*What the exercise asks:* State how many lines in the listing below include the word "each", and add nothing besides the number.

** Opening Data to examine block **

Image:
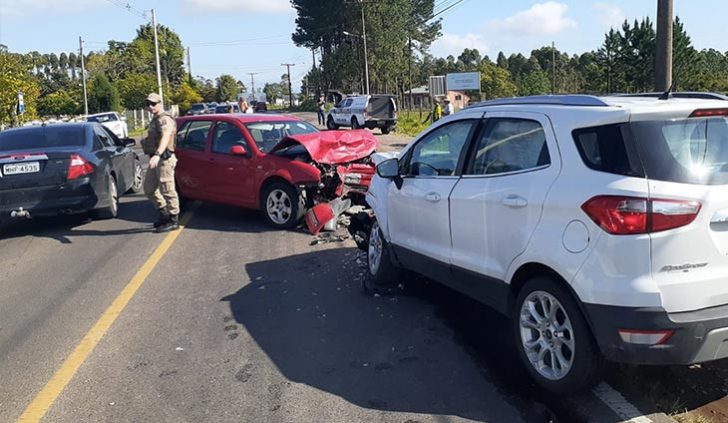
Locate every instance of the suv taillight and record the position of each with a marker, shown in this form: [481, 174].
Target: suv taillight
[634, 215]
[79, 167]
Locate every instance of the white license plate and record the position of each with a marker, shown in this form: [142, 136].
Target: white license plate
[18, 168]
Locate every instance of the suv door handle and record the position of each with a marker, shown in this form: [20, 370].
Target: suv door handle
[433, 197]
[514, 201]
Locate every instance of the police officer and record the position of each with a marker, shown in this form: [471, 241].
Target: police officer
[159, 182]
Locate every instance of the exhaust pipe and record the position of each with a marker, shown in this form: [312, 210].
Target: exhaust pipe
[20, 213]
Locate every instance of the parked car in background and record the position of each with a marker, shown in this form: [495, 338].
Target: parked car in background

** Closing Data to examine block **

*Answer area:* 6